§ Your task
Find the line that contains "If you could mark the green". Then set down that line and all the lines after it, to the end of the records, exactly and with nothing added.

§ Records provided
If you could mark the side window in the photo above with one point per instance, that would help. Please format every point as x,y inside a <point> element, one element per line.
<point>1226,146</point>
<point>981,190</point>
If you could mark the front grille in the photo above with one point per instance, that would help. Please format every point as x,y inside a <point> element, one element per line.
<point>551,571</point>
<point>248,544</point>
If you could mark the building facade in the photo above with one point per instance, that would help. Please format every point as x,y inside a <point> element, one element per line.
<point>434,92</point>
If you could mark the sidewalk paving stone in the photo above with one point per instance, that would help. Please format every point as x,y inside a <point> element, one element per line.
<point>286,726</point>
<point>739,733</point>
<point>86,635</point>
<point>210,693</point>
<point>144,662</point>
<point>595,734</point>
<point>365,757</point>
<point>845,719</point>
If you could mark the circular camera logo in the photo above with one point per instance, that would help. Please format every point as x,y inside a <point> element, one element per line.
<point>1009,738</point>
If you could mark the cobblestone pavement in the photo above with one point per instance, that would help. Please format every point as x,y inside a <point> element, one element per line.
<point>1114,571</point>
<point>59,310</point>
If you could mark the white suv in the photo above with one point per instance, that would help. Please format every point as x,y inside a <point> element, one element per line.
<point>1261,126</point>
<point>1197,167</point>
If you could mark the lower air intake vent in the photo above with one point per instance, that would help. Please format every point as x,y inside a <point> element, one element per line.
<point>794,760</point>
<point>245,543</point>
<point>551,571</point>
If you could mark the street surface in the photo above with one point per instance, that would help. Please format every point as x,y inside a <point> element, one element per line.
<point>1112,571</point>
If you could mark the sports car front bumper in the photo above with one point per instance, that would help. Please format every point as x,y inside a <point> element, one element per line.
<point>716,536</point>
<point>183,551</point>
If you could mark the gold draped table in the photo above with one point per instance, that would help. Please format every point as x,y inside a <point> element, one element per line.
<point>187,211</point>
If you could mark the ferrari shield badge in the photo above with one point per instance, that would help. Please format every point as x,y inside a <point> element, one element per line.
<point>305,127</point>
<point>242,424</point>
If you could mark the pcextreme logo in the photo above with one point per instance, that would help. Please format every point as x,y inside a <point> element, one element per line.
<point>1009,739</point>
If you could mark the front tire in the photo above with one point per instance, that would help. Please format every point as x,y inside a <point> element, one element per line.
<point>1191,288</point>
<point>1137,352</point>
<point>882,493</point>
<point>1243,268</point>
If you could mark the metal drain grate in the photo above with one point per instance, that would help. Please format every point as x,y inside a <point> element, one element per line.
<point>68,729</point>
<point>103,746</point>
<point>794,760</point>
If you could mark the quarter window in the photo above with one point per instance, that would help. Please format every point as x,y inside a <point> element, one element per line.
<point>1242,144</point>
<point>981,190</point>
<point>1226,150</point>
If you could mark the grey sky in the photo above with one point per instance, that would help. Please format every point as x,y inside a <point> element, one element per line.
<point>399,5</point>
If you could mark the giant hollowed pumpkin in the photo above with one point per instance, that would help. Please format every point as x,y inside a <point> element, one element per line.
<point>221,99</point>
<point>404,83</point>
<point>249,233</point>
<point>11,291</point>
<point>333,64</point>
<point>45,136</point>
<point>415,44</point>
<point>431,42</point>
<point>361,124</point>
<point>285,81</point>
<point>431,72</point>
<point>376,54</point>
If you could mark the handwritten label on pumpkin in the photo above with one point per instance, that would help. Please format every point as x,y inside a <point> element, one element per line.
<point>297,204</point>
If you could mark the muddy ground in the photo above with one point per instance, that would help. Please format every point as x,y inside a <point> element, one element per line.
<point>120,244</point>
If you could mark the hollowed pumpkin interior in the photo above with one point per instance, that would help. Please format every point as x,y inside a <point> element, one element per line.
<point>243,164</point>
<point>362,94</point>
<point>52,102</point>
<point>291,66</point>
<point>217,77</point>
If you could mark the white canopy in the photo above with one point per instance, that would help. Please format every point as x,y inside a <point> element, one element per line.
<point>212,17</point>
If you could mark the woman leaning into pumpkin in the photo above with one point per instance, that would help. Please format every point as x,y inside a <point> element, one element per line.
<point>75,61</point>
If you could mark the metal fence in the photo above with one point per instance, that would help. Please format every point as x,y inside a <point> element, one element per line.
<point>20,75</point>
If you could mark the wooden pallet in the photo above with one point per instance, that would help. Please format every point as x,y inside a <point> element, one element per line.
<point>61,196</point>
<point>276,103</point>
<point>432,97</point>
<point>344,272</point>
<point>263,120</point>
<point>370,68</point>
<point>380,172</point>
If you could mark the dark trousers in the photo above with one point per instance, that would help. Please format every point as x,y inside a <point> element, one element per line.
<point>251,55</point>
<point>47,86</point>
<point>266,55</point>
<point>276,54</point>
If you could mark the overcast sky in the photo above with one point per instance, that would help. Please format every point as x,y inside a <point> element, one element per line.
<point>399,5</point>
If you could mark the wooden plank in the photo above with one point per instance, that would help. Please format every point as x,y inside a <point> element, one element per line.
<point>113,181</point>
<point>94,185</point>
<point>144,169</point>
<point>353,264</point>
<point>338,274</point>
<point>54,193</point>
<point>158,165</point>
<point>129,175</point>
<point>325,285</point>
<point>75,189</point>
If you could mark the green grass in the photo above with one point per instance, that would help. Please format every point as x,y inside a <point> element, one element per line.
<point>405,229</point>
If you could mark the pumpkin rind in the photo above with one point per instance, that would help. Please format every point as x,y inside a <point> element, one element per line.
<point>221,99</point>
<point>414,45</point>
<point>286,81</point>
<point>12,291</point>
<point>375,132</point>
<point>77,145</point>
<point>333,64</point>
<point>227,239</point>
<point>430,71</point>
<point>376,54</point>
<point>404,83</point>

§ Correct response
If you could mark the green grass in the photo above with one point per instance, that would help. Please format every point as x,y inside a <point> element, one element per line.
<point>405,229</point>
If you could mark the pumpkin rind in the photo above with one point per instance, that would help. Please format every point as x,y inside a <point> element, one element per line.
<point>221,99</point>
<point>414,45</point>
<point>286,81</point>
<point>12,291</point>
<point>375,132</point>
<point>77,145</point>
<point>333,64</point>
<point>227,239</point>
<point>430,71</point>
<point>376,54</point>
<point>404,83</point>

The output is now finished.